Extract:
========================================

Containerization — Deep Dive

The Linux kernel primitives behind containers, the OCI spec, how overlay filesystems work, container security attack surface, and why your Dockerfile is probably building images 3x bigger than they need to be.

Under the Hood: What the Docker CLI Actually Does

When you run docker run nginx, you probably imagine Docker doing something clever. What actually happens is a sequence of Linux syscalls you could reproduce manually if you wanted to spend a weekend.

Docker (or its lower-level sibling containerd) calls the kernel with:

clone() with namespace flags — creates a new process in isolated namespaces
unshare() — detaches namespace associations
pivot_root() — changes the container’s filesystem root
mount() with overlayfs — layers image filesystems together
Writes cgroup files in /sys/fs/cgroup/ to set resource limits

None of this requires Docker. You can build a minimal container in bash with just unshare, chroot, and a rootfs tarball. The point: containers are a userspace abstraction over kernel primitives that ship in Linux 3.8+ (2013). Docker just made them usable.

Linux Namespaces: The Isolation Primitives

Linux has 8 namespace types as of kernel 5.6. Containers typically use 6:

Namespace	Flag	Isolates
Mount	`CLONE_NEWNS`	Filesystem mount points
UTS	`CLONE_NEWUTS`	Hostname and domain name
IPC	`CLONE_NEWIPC`	System V IPC, POSIX message queues
PID	`CLONE_NEWPID`	Process IDs (container sees PID 1)

========================================

(Source data)
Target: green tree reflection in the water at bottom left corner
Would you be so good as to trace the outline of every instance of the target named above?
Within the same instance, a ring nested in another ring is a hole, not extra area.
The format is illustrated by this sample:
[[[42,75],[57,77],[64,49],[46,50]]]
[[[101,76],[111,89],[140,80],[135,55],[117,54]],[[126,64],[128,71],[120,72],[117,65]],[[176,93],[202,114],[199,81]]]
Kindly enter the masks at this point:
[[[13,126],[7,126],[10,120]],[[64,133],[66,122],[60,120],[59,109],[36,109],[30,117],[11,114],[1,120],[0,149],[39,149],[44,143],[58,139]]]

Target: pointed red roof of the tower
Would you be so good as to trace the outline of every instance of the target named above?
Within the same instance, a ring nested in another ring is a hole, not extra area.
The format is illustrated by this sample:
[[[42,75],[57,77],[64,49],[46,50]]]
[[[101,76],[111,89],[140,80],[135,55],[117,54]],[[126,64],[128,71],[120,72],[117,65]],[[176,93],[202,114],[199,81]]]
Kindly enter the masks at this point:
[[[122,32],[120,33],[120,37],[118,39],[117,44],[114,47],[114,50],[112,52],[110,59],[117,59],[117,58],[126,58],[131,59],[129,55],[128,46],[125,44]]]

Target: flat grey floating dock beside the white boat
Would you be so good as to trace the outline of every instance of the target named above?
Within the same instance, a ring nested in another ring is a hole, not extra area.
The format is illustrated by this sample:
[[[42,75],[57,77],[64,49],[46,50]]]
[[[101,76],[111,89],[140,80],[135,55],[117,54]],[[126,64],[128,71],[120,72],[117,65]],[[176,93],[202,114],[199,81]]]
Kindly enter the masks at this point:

========================================

Exercise requirements:
A. Return the passage of the containerization deep dive that runs from "None of this" up to and including "sees PID 1)", copied word for word.
B. Write the next part of the containerization deep dive, picking up right after its final line.

Task-by-task outputs:
A.
None of this requires Docker. You can build a minimal container in bash with just unshare, chroot, and a rootfs tarball. The point: containers are a userspace abstraction over kernel primitives that ship in Linux 3.8+ (2013). Docker just made them usable.

Linux Namespaces: The Isolation Primitives

Linux has 8 namespace types as of kernel 5.6. Containers typically use 6:

Namespace	Flag	Isolates
Mount	`CLONE_NEWNS`	Filesystem mount points
UTS	`CLONE_NEWUTS`	Hostname and domain name
IPC	`CLONE_NEWIPC`	System V IPC, POSIX message queues
PID	`CLONE_NEWPID`	Process IDs (container sees PID 1)

B.
Network	`CLONE_NEWNET`	Network interfaces, routing tables, ports
User	`CLONE_NEWUSER`	UID/GID mappings

The PID namespace is interesting: inside a container, PID 1 is whatever your container entrypoint is. The host sees it as, say, PID 47291. This is why proper container entrypoints must handle SIGTERM cleanly — they’re PID 1, which means they get zombie process cleanup responsibility. Many images get this wrong and use CMD python app.py when they should use exec python app.py (or a proper init like tini) to correctly forward signals.

The user namespace is the most complex and was enabled by default in Docker much later than the others. It lets a container think it’s running as root (UID 0) while the host sees it as an unprivileged user (UID 100000+). This dramatically reduces the blast radius of a container escape.

Control Groups v2 and Resource Accounting

cgroups v1 had a fragmented, inconsistent interface — each subsystem (cpu, memory, blkio) lived in its own hierarchy. cgroups v2, stabilized in Linux 4.5 (2016) and default in most distros by 2022, unified everything under a single hierarchy at /sys/fs/cgroup/.

When you run docker run --memory=512m --cpus=1.5 nginx, Docker writes to files like:

/sys/fs/cgroup/<container-id>/memory.max       # 536870912 (bytes)
/sys/fs/cgroup/<container-id>/cpu.max          # 150000 100000

The cpu.max format is quota period in microseconds — 150000/100000 means 1.5 cores worth of CPU time per 100ms period.

What most people don’t realize: memory limits without swap limits are incomplete. A container with --memory=512m can still use swap unless you also set --memory-swap=512m (setting it equal disables swap for the container). Many production containers run out of swap headroom in unexpected ways.

OOM behavior is also worth understanding. When a container’s process exceeds its memory limit, the kernel’s OOM killer runs inside the cgroup — it kills processes in the container, not on the host. This is generally desirable, but it means your container app needs to handle unexpected death gracefully.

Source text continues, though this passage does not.